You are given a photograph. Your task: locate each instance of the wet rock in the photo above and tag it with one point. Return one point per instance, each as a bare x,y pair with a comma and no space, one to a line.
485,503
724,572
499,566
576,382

◆ TASK PROMPT
Please copy each of the items above word for word, keeping every line as it appears.

◆ WORKED SOLUTION
You are given a photograph. Your task: locate each instance of the wet rock in the photo above and tag it with one point. Return one point per instance, each as a bare x,y pair with a comma and no space, one to a line.
485,503
724,572
499,566
576,382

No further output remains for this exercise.